Thou shalt not simply accept hints on your family tree from genealogy websites.

I love SUGGESTED hints from other trees and records on various genealogy websites where I have some basic family trees posted. My full tree with the documentation is on my own computer (and backed up) in RootsMagic. I still need to add more citations there. Some of the hints I get about possible matches, names, places, dates, etc. are great and many appear to be from outer space. I recently posted the following paragraph on my own Facebook wall and the number of people who agreed with me and some who made their own comments, show that it’s a large number of genealogists at all levels of experience agree with me and are likewise frustrated:

“34 trees on a website include one of my great grandfathers. I’m thinking the person whose tree says his daughter born in1867 had a child born in 1710 may need to evaluate that online tree and maybe check some records. Another lists his mother as living to 110 years of age. She died decades before that. Oh, and this mother is listed as having had a daughter born in 1821 in the U.S. while she was only 11 and still in Ireland. I could go on, but it’s making me sad to see these. Why can’t people see these obvious errors?????”

__Data__:
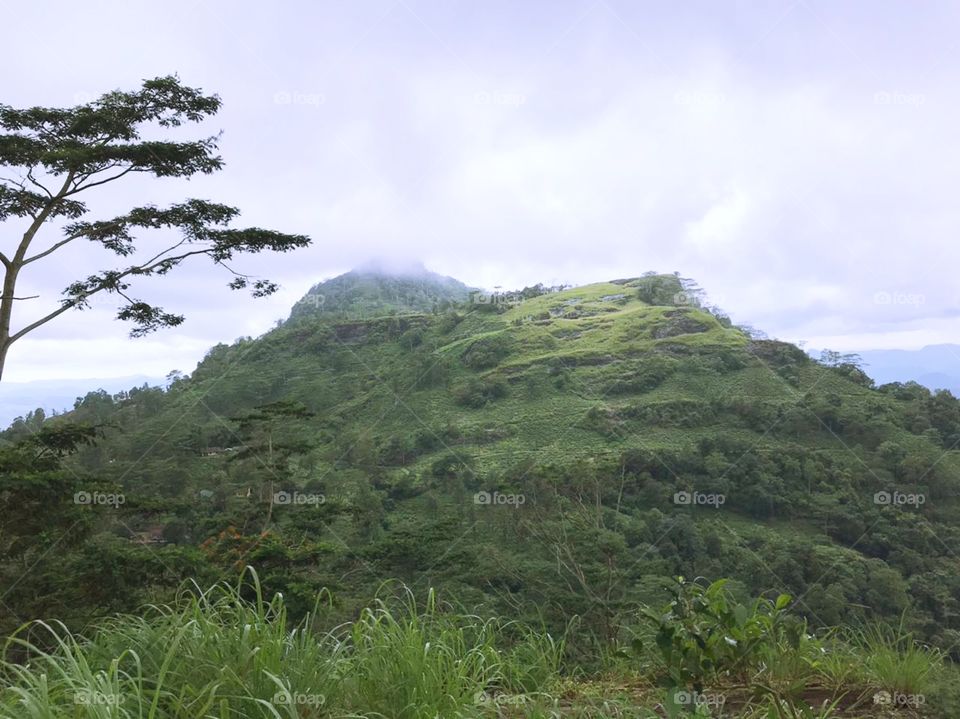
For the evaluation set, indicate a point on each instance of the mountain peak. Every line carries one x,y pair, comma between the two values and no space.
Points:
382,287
--
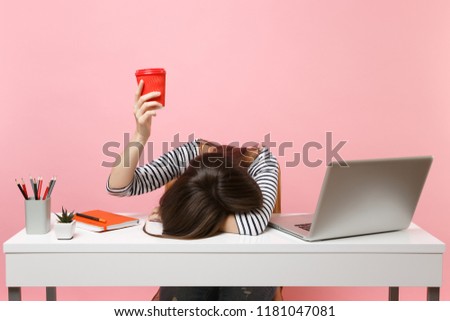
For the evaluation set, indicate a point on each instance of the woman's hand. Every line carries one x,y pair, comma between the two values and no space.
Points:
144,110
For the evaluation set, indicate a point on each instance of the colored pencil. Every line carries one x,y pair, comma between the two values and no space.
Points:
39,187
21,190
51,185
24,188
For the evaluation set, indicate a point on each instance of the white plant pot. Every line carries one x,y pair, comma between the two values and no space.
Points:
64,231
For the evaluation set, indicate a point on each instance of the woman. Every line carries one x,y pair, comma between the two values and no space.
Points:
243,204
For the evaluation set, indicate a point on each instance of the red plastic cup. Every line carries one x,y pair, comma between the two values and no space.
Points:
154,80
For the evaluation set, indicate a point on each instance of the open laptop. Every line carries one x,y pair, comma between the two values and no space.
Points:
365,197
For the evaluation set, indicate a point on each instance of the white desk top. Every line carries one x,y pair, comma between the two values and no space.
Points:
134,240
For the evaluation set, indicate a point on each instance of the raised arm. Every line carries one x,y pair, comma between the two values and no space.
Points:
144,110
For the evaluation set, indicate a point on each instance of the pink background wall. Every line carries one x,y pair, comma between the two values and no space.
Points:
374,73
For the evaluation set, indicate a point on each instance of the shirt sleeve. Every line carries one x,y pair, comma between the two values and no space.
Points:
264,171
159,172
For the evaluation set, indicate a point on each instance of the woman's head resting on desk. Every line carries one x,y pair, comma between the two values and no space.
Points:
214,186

__Required work__:
1. Answer the following questions from the post on genealogy website hints, one line each:
(a) In what program does the author keep the full family tree with its documentation?
(b) How many trees on a website include one of the author's great grandfathers?
(c) To what age does one tree list the great grandfather's mother as living?
2. Carry the post on genealogy website hints further, beginning after the quoted Facebook paragraph.

__Answers by task__:
1.
(a) RootsMagic
(b) 34
(c) 110 years

2.
Don’t simply accept the hints, shaky leaves, matches, and other clues. Look for records to be sure it fits the family you are researching. Look at the approximate age of the mother when shown a possible relationship to a child. Stop and think about the hints that tell you the first child was born in Germany, the second in Missouri, the third in Italy, the fourth in Michigan, all while the parents show consistently on Wisconsin state and federal censuses. Perhaps we are dealing with a lot of people who just happen to have the same name. If the father died in a war, it’s not going to be his child that the mother gives birth to about five years later. The 9 months needed from conception to birth (or close to nine months) has always been the same. Do I use all these hints as clues for research? Absolutely. Well, most of them. I want to then find records to back up the information in the hint or to dispel the connection.

Many do not realize that these obvious errors can cause issues when others blindly follow what they have “compiled.” Think about these reasons.  These erroneous trees complicate research into military repatriation cases, probate, land titles, Native American enrollment issues, adoption triad matters, and medical research. Our fellow genealogists do view other trees for clues in their own research and in research businesses.

 The too often used phrase “it’s just for my family” should never be used again. I’ve written it before, shouldn’t your own family matter? What if your 10 year old grand niece uses those details from your tree in her fifth grade project. Do you want her to get a failing grade for not noticing the tree shows great great grandma is shown as five years old and giving birth to a child?

© 2020, Paula Stuart-Warren. All rights reserved.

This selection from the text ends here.